Of the lines in the data below, write out exactly those from the one holding "Query: distant mesa" through the one holding "written like <point>221,402</point>.", both included.

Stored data
• • • • •
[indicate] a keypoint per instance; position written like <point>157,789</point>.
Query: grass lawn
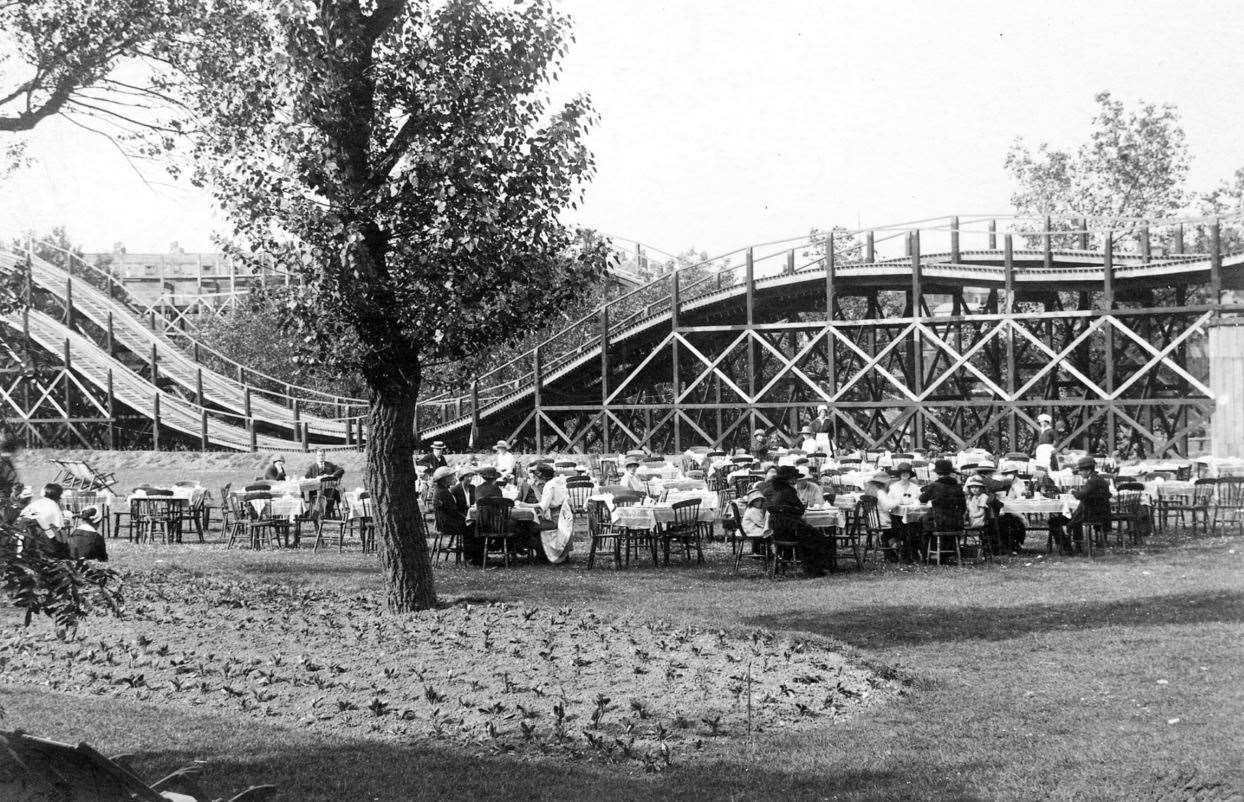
<point>1030,678</point>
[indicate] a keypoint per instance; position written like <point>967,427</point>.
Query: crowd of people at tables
<point>970,496</point>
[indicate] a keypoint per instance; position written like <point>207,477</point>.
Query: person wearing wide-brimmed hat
<point>275,470</point>
<point>946,496</point>
<point>1045,434</point>
<point>786,521</point>
<point>436,458</point>
<point>1094,507</point>
<point>85,542</point>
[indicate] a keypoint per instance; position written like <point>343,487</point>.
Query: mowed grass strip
<point>1031,678</point>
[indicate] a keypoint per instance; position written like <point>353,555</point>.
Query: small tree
<point>401,157</point>
<point>1135,164</point>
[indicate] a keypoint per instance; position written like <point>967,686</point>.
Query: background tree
<point>402,157</point>
<point>1133,165</point>
<point>70,57</point>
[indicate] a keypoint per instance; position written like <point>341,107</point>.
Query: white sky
<point>728,122</point>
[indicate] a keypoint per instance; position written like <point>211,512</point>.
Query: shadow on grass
<point>305,765</point>
<point>882,626</point>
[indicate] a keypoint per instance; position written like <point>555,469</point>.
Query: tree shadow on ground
<point>305,765</point>
<point>880,627</point>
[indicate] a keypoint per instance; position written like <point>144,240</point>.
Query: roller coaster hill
<point>938,333</point>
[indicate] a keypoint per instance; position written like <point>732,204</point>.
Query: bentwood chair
<point>493,527</point>
<point>684,529</point>
<point>602,534</point>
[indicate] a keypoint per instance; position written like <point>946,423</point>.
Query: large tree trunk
<point>391,479</point>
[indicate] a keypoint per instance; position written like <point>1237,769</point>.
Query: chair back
<point>597,516</point>
<point>1203,491</point>
<point>1230,491</point>
<point>493,515</point>
<point>576,496</point>
<point>686,514</point>
<point>626,499</point>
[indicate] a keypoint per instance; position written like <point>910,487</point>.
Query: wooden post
<point>1048,244</point>
<point>1107,302</point>
<point>749,279</point>
<point>112,414</point>
<point>67,382</point>
<point>474,409</point>
<point>1009,308</point>
<point>156,420</point>
<point>1216,264</point>
<point>605,377</point>
<point>673,351</point>
<point>913,243</point>
<point>538,396</point>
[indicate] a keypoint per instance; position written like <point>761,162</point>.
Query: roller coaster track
<point>751,346</point>
<point>111,376</point>
<point>225,397</point>
<point>580,382</point>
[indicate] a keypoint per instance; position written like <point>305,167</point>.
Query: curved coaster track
<point>927,347</point>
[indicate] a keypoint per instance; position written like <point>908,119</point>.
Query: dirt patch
<point>504,678</point>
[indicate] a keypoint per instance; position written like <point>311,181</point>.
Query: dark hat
<point>786,473</point>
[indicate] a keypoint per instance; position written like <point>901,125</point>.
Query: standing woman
<point>9,484</point>
<point>1044,454</point>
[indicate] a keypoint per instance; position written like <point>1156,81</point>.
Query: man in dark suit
<point>436,458</point>
<point>786,521</point>
<point>324,469</point>
<point>1094,507</point>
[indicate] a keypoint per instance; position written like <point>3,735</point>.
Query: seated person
<point>786,521</point>
<point>452,515</point>
<point>85,541</point>
<point>436,458</point>
<point>946,496</point>
<point>977,502</point>
<point>754,522</point>
<point>46,514</point>
<point>630,479</point>
<point>488,486</point>
<point>1094,507</point>
<point>275,470</point>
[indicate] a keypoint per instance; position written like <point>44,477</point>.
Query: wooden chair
<point>445,542</point>
<point>1229,501</point>
<point>749,546</point>
<point>327,529</point>
<point>602,534</point>
<point>493,527</point>
<point>684,529</point>
<point>80,774</point>
<point>1187,509</point>
<point>785,546</point>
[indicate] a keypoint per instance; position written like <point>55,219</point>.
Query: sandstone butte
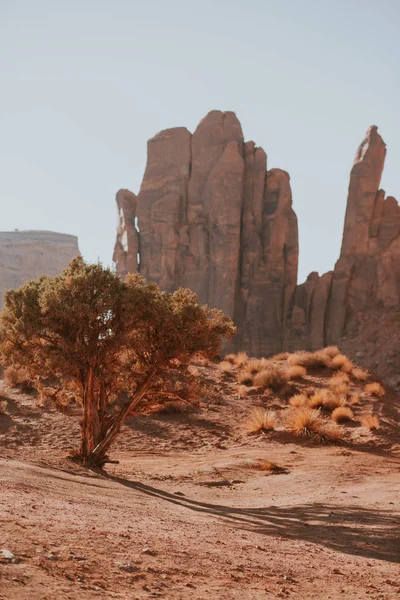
<point>211,217</point>
<point>26,255</point>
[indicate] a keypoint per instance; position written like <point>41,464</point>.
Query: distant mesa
<point>211,217</point>
<point>26,255</point>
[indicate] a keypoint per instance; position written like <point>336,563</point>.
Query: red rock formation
<point>212,218</point>
<point>357,306</point>
<point>127,244</point>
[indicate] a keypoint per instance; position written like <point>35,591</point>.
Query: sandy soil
<point>189,513</point>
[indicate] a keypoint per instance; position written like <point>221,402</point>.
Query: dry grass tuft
<point>311,360</point>
<point>295,372</point>
<point>339,389</point>
<point>342,413</point>
<point>267,465</point>
<point>332,401</point>
<point>298,400</point>
<point>245,378</point>
<point>255,365</point>
<point>242,391</point>
<point>317,399</point>
<point>260,420</point>
<point>342,362</point>
<point>281,356</point>
<point>370,421</point>
<point>17,377</point>
<point>374,389</point>
<point>354,400</point>
<point>339,377</point>
<point>271,377</point>
<point>308,422</point>
<point>230,358</point>
<point>225,367</point>
<point>240,359</point>
<point>360,374</point>
<point>331,351</point>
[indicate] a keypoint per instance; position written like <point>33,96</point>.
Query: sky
<point>85,83</point>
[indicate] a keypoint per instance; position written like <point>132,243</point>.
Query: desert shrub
<point>310,360</point>
<point>298,400</point>
<point>370,421</point>
<point>354,399</point>
<point>299,358</point>
<point>360,374</point>
<point>106,339</point>
<point>342,362</point>
<point>295,372</point>
<point>240,359</point>
<point>307,421</point>
<point>244,378</point>
<point>18,377</point>
<point>342,413</point>
<point>281,356</point>
<point>317,399</point>
<point>260,420</point>
<point>225,368</point>
<point>303,420</point>
<point>271,377</point>
<point>339,377</point>
<point>374,389</point>
<point>331,401</point>
<point>339,389</point>
<point>331,351</point>
<point>255,365</point>
<point>242,391</point>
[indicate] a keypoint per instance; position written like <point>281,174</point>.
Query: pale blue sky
<point>85,83</point>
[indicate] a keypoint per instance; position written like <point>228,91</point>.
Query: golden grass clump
<point>245,378</point>
<point>342,413</point>
<point>271,377</point>
<point>267,465</point>
<point>240,359</point>
<point>260,420</point>
<point>298,400</point>
<point>370,421</point>
<point>255,365</point>
<point>230,358</point>
<point>374,389</point>
<point>281,356</point>
<point>17,377</point>
<point>301,358</point>
<point>331,401</point>
<point>342,362</point>
<point>331,351</point>
<point>312,360</point>
<point>308,422</point>
<point>339,377</point>
<point>354,400</point>
<point>295,372</point>
<point>242,391</point>
<point>225,367</point>
<point>317,399</point>
<point>360,374</point>
<point>339,389</point>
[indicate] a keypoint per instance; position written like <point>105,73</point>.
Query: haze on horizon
<point>85,85</point>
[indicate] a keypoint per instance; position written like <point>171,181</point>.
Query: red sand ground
<point>188,513</point>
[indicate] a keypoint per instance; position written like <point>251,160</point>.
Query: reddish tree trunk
<point>91,425</point>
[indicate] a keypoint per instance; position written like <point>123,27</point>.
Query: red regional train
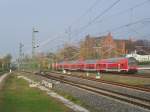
<point>123,65</point>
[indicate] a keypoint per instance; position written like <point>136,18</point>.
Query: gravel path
<point>94,102</point>
<point>66,102</point>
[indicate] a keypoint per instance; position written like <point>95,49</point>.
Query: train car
<point>126,65</point>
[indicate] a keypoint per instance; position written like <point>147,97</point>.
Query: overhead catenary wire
<point>86,12</point>
<point>98,16</point>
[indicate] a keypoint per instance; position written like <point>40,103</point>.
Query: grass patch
<point>16,96</point>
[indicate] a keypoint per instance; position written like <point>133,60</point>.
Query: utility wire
<point>86,12</point>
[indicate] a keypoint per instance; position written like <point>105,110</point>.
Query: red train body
<point>125,65</point>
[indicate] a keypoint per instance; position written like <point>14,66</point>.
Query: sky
<point>69,21</point>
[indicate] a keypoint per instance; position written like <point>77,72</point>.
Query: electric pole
<point>33,41</point>
<point>20,54</point>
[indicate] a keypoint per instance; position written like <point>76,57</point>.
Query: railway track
<point>141,88</point>
<point>143,103</point>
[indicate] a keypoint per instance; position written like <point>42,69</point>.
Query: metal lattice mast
<point>33,41</point>
<point>20,54</point>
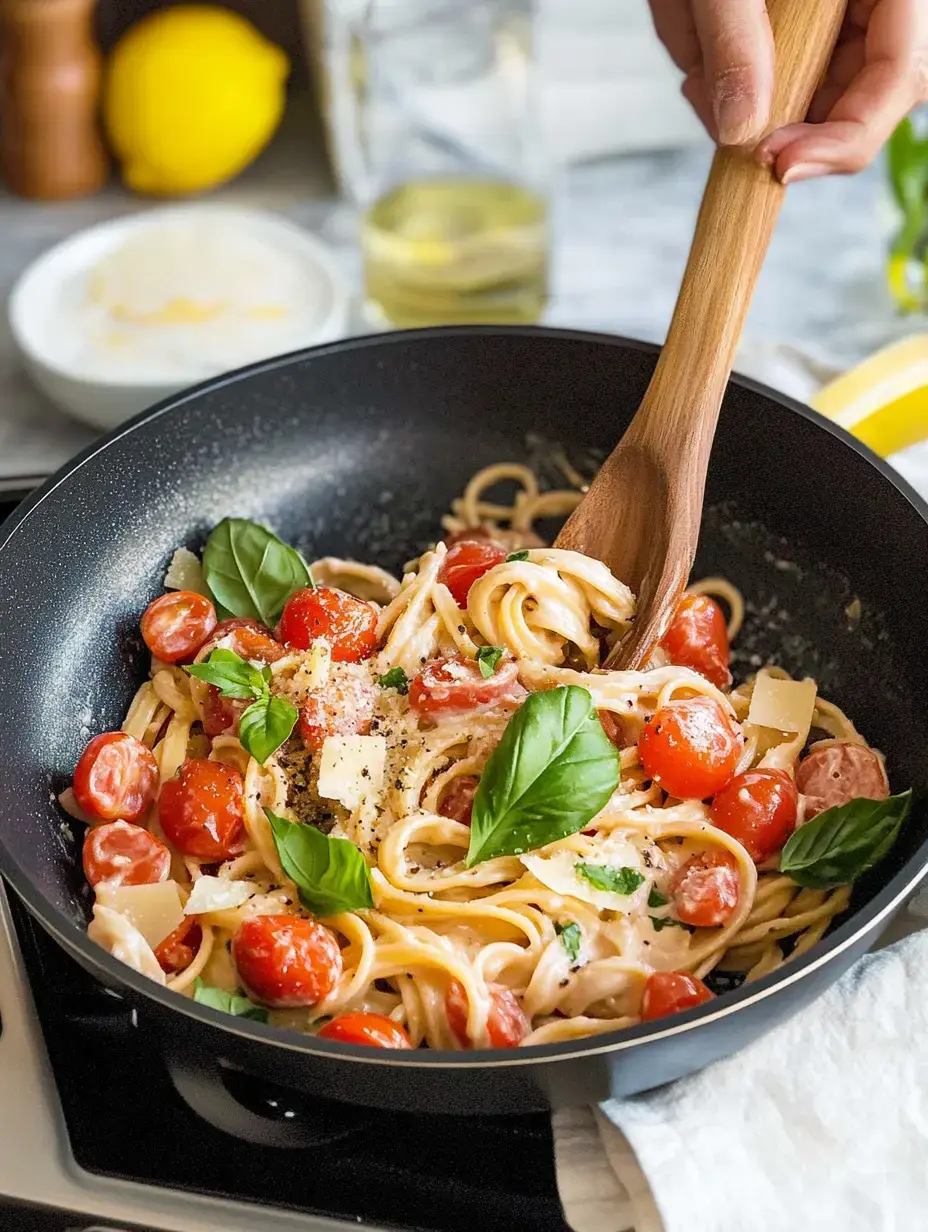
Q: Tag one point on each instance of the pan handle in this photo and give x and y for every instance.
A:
(201, 1083)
• • • • •
SOLUTION TO THIS TASK:
Query: distant mesa
<point>211,217</point>
<point>26,255</point>
[indicate] a keypoint per instance; position written like <point>336,563</point>.
Query: red rock formation
<point>212,218</point>
<point>357,306</point>
<point>127,244</point>
[indicate] a keypoint per instance; position written like <point>35,591</point>.
Query: sandy soil
<point>189,513</point>
[indicate] a keypoint per instance; position written like <point>221,402</point>.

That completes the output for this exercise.